=== Your assignment ===
With the pictures excluded, output only the lines from the one containing "Could you identify the player's right" through the last line of the entries, unchanged.

[[ Data to examine open ]]

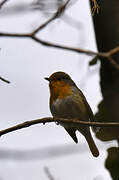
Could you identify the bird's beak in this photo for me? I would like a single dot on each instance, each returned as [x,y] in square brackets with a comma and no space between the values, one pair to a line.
[47,79]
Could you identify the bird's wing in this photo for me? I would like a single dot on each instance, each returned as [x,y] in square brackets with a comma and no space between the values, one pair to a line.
[89,110]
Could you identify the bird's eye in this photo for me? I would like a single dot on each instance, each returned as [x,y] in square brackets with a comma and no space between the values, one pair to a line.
[59,79]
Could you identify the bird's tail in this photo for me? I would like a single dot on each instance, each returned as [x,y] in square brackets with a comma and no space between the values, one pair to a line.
[87,134]
[92,145]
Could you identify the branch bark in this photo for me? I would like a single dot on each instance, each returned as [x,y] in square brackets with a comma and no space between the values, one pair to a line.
[58,120]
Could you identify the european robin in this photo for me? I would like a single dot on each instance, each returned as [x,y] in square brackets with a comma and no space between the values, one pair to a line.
[67,101]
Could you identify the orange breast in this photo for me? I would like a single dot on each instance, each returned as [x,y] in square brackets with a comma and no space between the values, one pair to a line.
[59,89]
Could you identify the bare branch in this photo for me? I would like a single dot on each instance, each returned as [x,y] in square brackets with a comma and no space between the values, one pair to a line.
[95,8]
[4,80]
[59,120]
[2,3]
[56,15]
[60,10]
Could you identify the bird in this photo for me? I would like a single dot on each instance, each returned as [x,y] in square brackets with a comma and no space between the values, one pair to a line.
[67,101]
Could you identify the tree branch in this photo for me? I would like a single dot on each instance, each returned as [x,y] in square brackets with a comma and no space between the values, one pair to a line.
[4,80]
[2,3]
[32,35]
[59,120]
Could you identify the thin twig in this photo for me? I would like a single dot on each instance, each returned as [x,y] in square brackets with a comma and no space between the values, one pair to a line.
[59,120]
[33,36]
[48,173]
[2,3]
[4,80]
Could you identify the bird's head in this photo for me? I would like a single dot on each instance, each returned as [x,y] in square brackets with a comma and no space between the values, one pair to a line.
[60,84]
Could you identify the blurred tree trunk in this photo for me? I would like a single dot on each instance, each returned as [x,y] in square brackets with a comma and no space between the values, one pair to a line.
[106,26]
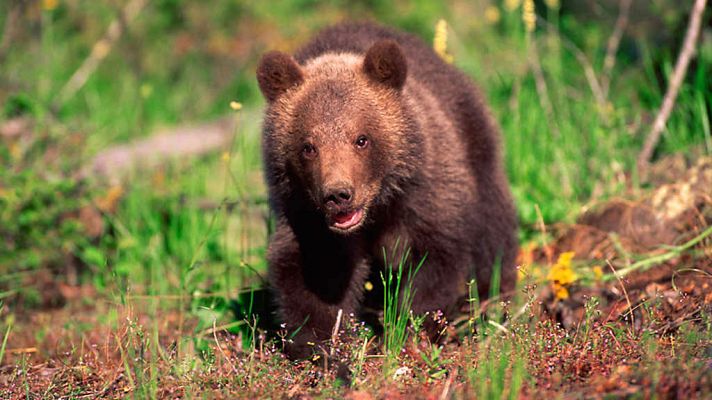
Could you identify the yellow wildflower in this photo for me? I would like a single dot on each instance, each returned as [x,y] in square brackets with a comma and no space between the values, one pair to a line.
[146,89]
[597,272]
[561,272]
[440,41]
[492,15]
[49,5]
[552,4]
[561,275]
[528,15]
[368,286]
[511,5]
[561,292]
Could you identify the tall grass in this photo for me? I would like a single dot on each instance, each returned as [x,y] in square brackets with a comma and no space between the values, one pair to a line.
[398,293]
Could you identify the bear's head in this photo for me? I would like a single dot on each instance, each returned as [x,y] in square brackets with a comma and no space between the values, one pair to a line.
[339,137]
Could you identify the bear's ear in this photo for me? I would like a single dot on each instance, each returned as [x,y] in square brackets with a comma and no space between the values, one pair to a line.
[386,64]
[276,73]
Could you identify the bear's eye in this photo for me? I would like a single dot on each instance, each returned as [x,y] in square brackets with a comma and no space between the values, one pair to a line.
[362,142]
[308,150]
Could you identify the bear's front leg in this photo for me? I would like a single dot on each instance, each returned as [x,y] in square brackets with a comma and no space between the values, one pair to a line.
[311,287]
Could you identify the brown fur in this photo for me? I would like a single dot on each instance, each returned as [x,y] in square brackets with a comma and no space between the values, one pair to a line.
[430,176]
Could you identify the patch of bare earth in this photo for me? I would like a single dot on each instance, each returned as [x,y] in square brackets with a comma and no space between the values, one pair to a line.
[643,333]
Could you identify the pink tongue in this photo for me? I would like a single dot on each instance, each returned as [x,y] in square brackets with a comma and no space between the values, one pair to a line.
[342,218]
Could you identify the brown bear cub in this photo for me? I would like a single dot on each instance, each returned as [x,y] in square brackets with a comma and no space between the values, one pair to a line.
[369,139]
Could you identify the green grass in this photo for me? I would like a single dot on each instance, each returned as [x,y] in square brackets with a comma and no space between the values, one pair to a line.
[398,295]
[192,234]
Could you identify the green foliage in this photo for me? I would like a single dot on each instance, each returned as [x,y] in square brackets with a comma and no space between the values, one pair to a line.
[397,299]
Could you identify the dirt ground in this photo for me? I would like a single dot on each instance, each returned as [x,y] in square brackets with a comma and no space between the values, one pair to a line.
[581,331]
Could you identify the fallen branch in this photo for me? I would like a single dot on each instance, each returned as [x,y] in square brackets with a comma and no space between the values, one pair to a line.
[180,142]
[646,264]
[678,75]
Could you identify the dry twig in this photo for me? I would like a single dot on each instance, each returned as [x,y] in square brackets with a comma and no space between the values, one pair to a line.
[614,42]
[678,75]
[100,50]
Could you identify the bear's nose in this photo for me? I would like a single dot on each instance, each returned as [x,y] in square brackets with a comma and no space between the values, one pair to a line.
[340,195]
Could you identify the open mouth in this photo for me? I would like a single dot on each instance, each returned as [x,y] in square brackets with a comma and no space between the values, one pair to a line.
[346,220]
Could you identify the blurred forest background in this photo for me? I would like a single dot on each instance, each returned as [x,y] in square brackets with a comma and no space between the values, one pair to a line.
[130,171]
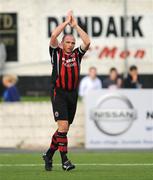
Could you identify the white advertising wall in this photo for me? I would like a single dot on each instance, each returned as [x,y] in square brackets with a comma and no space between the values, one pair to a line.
[121,33]
[119,119]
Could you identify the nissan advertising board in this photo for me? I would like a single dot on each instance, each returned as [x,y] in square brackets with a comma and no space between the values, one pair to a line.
[119,119]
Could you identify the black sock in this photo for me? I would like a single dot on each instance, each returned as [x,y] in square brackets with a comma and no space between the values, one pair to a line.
[62,145]
[53,146]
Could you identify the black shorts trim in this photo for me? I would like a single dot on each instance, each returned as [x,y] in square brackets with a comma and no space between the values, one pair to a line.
[64,104]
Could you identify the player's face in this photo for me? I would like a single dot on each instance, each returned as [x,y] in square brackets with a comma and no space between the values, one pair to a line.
[68,44]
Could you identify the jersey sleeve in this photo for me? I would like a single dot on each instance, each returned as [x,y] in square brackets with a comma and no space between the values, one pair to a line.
[81,53]
[53,54]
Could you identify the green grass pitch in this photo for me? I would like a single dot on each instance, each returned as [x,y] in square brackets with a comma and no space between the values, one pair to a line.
[89,166]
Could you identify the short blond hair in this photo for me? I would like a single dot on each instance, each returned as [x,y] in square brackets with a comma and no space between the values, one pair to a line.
[13,79]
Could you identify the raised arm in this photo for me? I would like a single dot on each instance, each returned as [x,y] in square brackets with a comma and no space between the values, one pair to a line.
[84,36]
[56,32]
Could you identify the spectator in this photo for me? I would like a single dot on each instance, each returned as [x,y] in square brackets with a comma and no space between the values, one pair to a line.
[89,82]
[132,81]
[113,81]
[11,93]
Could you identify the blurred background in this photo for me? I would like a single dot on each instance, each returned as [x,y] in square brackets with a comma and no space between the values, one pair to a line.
[121,52]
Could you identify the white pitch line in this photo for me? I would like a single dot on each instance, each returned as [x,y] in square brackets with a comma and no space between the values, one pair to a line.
[90,164]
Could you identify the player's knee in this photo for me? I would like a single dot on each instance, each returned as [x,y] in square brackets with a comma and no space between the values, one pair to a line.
[63,126]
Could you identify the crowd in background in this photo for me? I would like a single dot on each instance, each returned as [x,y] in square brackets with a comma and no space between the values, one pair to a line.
[113,81]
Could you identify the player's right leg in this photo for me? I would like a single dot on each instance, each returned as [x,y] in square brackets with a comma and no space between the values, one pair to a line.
[62,140]
[47,157]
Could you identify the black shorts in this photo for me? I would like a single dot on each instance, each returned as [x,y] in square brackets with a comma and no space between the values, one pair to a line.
[64,104]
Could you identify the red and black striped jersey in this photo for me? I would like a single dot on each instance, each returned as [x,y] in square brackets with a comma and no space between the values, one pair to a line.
[66,68]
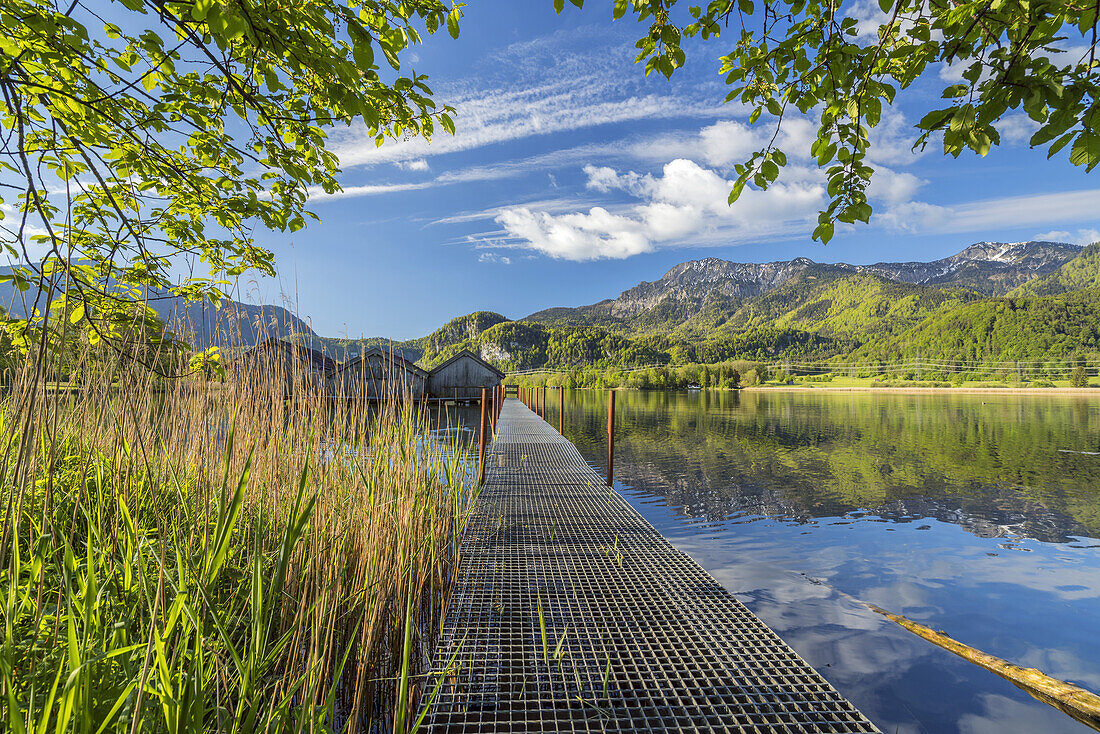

[[ Data to examine closed ]]

=== Answer for the task ===
Could you identify the player's right leg in this photo for me? I would like a single dot on each instance, each returned as [x,y] in square brackets with a comma and no space between the values, one pair to a line.
[62,140]
[47,157]
Could you identify the black shorts in this photo for me? I would like a single dot on each instance, each returned as [x,y] in square brackets with a comma and no space between the values, one pair to a line.
[64,104]
Could you identify the red and black striped jersey in this photo for me? I would like a single dot on each instance, each returned as [x,y] in square brackets with a comma and no space between the values, one pair to a line.
[66,68]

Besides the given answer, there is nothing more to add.